======== Data provided ========

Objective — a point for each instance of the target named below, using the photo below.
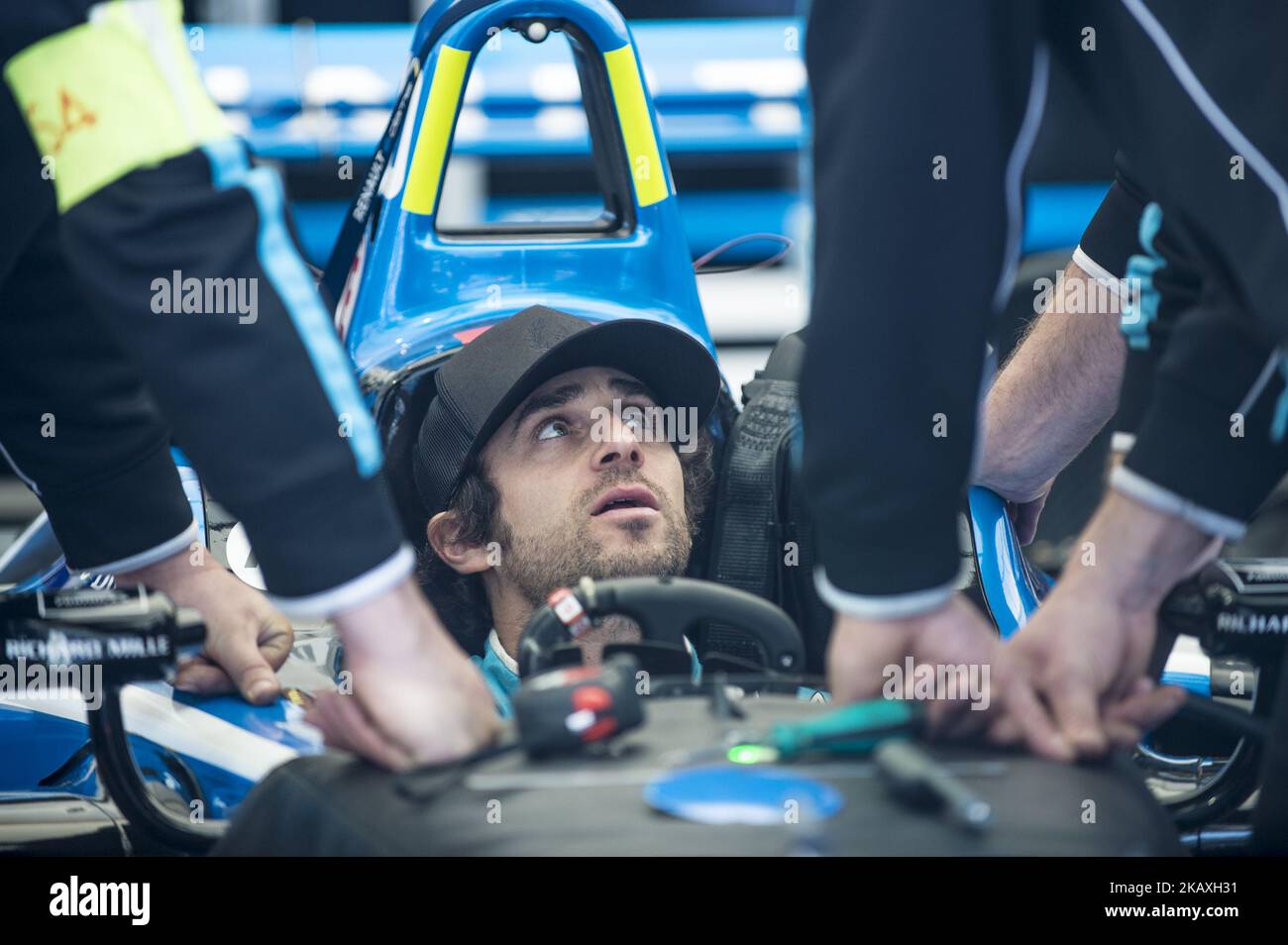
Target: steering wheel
(665, 609)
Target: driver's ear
(460, 557)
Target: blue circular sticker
(732, 794)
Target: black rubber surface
(335, 804)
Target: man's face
(583, 496)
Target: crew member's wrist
(1133, 554)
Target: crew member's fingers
(1121, 734)
(1147, 709)
(241, 658)
(1073, 703)
(275, 638)
(1031, 718)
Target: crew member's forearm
(1055, 393)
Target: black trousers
(923, 115)
(103, 358)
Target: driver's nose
(619, 448)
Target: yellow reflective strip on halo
(436, 130)
(645, 162)
(112, 95)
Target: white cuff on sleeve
(159, 553)
(881, 608)
(1098, 271)
(352, 592)
(1134, 485)
(1122, 442)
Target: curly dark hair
(460, 599)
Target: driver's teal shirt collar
(500, 671)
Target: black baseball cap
(482, 383)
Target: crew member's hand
(415, 698)
(246, 638)
(1073, 680)
(866, 660)
(1025, 511)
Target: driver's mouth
(626, 501)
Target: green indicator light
(752, 755)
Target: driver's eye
(553, 429)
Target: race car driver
(150, 187)
(537, 463)
(1167, 78)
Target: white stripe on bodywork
(184, 729)
(1095, 270)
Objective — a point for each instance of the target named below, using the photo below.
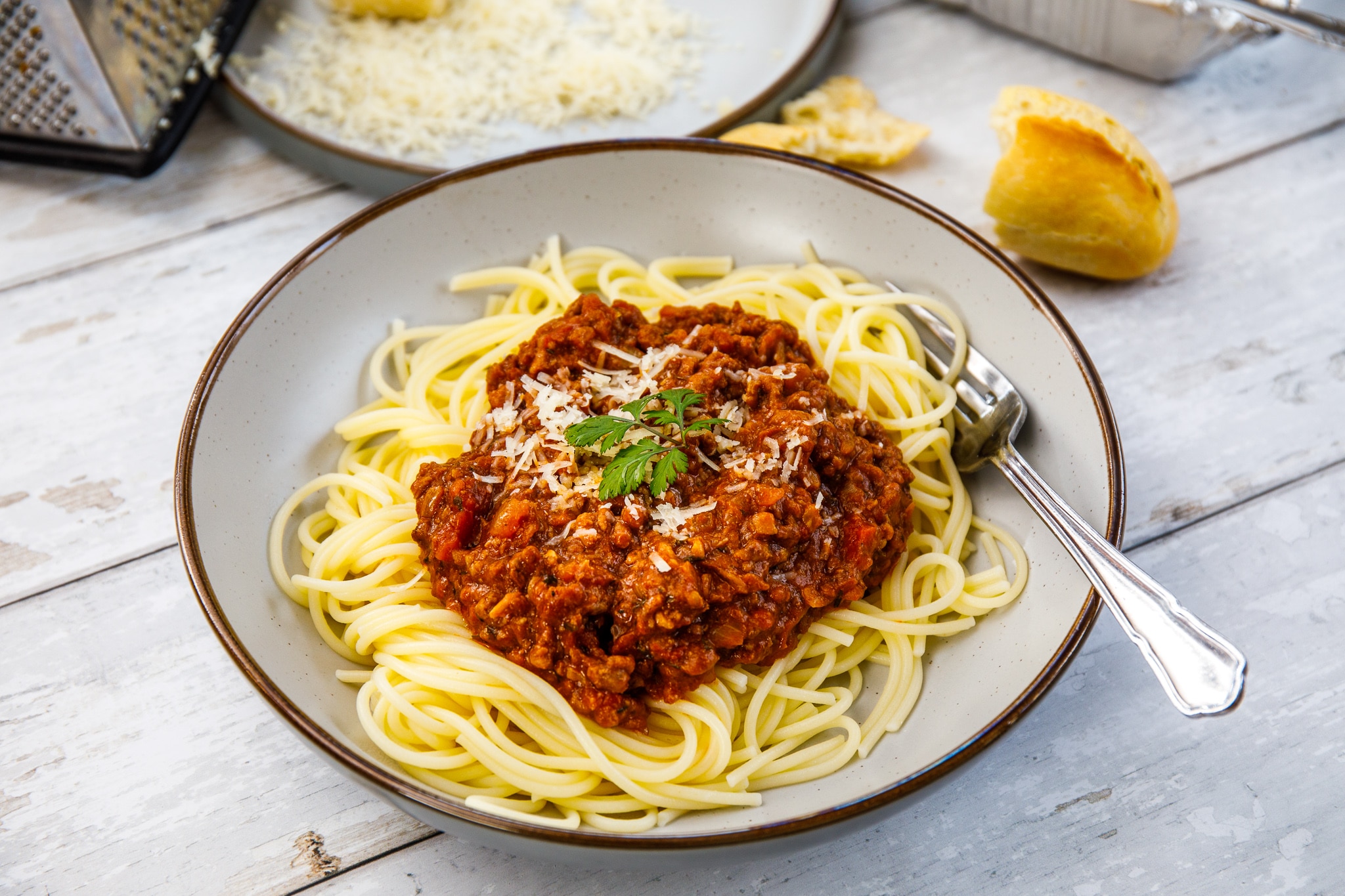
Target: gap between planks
(177, 238)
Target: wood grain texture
(1224, 367)
(1227, 367)
(135, 759)
(89, 444)
(54, 219)
(1103, 789)
(944, 69)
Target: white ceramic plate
(294, 363)
(761, 54)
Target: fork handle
(1199, 670)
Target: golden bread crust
(1075, 190)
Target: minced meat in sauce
(642, 597)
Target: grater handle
(1287, 16)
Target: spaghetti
(467, 721)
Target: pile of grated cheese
(418, 89)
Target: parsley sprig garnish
(627, 471)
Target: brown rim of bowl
(363, 769)
(232, 83)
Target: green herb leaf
(680, 399)
(666, 471)
(626, 472)
(704, 423)
(606, 427)
(662, 418)
(638, 406)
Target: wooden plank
(1103, 788)
(135, 759)
(1227, 367)
(127, 386)
(944, 69)
(54, 219)
(1224, 367)
(89, 444)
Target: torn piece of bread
(1075, 190)
(838, 123)
(391, 9)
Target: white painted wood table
(135, 759)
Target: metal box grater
(108, 85)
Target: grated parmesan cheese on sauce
(418, 89)
(669, 521)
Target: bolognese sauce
(794, 505)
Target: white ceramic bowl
(761, 54)
(294, 363)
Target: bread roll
(391, 9)
(1075, 190)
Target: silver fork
(1199, 670)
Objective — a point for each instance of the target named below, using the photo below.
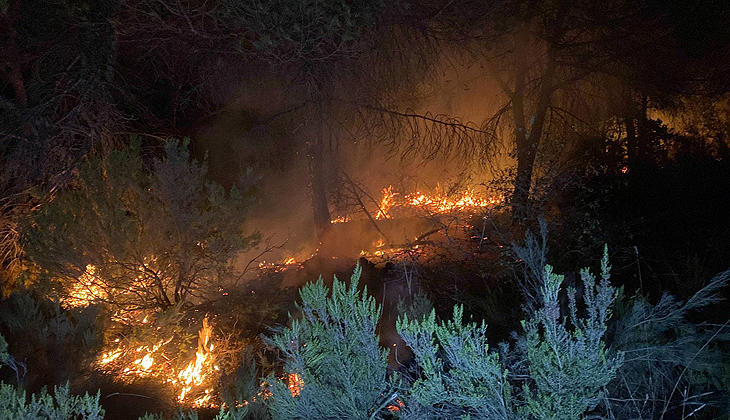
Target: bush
(138, 237)
(59, 406)
(562, 363)
(334, 351)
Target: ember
(295, 384)
(436, 202)
(192, 383)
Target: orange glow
(295, 384)
(441, 202)
(437, 202)
(85, 290)
(385, 203)
(192, 382)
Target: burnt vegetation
(175, 175)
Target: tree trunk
(527, 143)
(318, 183)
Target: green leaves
(568, 362)
(460, 376)
(335, 352)
(142, 235)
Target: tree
(138, 237)
(318, 40)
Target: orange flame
(295, 384)
(385, 203)
(191, 384)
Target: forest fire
(295, 384)
(85, 290)
(192, 384)
(440, 201)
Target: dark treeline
(601, 122)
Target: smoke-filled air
(364, 209)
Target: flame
(85, 290)
(193, 374)
(295, 384)
(386, 203)
(191, 383)
(440, 202)
(436, 202)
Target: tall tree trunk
(643, 144)
(527, 143)
(318, 182)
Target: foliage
(138, 237)
(672, 364)
(59, 406)
(48, 342)
(233, 413)
(570, 366)
(460, 376)
(308, 31)
(335, 351)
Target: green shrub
(460, 376)
(335, 351)
(142, 237)
(561, 362)
(673, 366)
(60, 406)
(567, 357)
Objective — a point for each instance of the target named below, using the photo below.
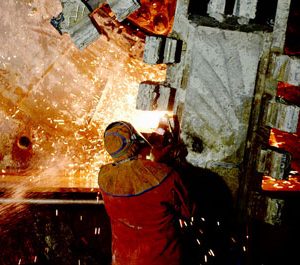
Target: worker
(144, 198)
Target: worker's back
(144, 201)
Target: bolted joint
(123, 8)
(281, 116)
(162, 50)
(75, 20)
(155, 96)
(274, 163)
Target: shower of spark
(66, 100)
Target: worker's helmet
(122, 141)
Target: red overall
(144, 201)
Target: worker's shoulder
(132, 177)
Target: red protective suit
(144, 201)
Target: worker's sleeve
(182, 202)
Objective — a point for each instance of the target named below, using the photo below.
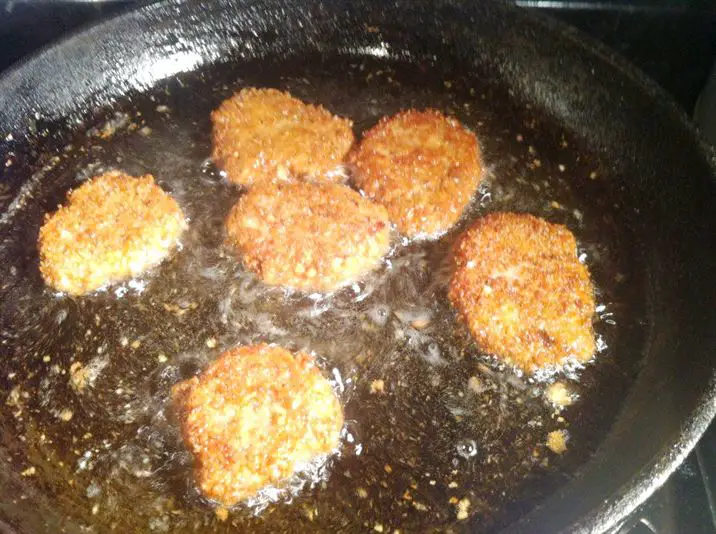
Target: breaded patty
(313, 237)
(255, 416)
(265, 135)
(112, 227)
(422, 166)
(522, 291)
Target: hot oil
(437, 437)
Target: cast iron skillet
(636, 187)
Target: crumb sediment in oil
(437, 436)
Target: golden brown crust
(265, 135)
(253, 417)
(112, 228)
(422, 166)
(522, 291)
(313, 237)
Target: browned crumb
(113, 227)
(559, 395)
(463, 508)
(557, 441)
(422, 166)
(377, 386)
(314, 237)
(253, 417)
(522, 291)
(264, 135)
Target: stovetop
(673, 41)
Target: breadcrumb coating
(522, 291)
(312, 237)
(266, 135)
(255, 416)
(112, 228)
(422, 166)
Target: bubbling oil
(438, 436)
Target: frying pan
(638, 192)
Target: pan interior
(88, 422)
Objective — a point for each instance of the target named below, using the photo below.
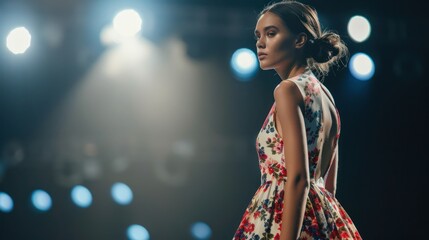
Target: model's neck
(289, 71)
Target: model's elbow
(300, 180)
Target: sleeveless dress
(324, 216)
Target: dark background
(179, 129)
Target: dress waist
(319, 182)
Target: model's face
(275, 43)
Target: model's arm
(288, 99)
(331, 178)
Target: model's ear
(300, 40)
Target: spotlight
(41, 200)
(244, 63)
(121, 193)
(127, 23)
(81, 196)
(137, 232)
(359, 28)
(201, 231)
(18, 40)
(361, 66)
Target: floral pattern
(324, 217)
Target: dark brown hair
(323, 48)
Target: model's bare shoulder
(288, 90)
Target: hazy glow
(361, 66)
(359, 28)
(41, 200)
(127, 23)
(81, 196)
(200, 231)
(121, 193)
(18, 40)
(244, 63)
(137, 232)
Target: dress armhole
(300, 87)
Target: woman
(297, 145)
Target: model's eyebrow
(267, 27)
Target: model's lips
(261, 55)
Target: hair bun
(324, 48)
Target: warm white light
(244, 63)
(127, 23)
(361, 66)
(359, 28)
(18, 40)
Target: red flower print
(256, 214)
(339, 223)
(249, 228)
(278, 217)
(344, 235)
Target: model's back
(322, 122)
(324, 217)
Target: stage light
(41, 200)
(361, 66)
(127, 23)
(201, 231)
(359, 28)
(18, 40)
(244, 63)
(137, 232)
(6, 202)
(81, 196)
(121, 193)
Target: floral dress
(324, 216)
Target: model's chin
(264, 66)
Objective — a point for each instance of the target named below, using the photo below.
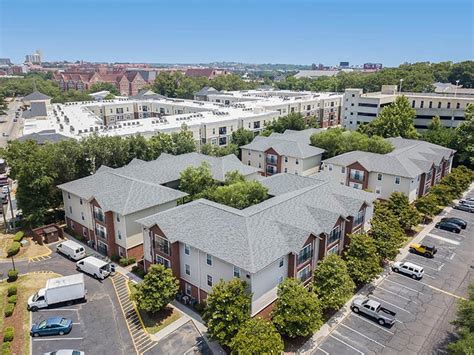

========

Work instructions: Pull out every line of the items above that contains the word "ceramic", and copy each one in full.

Answer to this task:
Target: white ceramic plate
Target: white ceramic bowl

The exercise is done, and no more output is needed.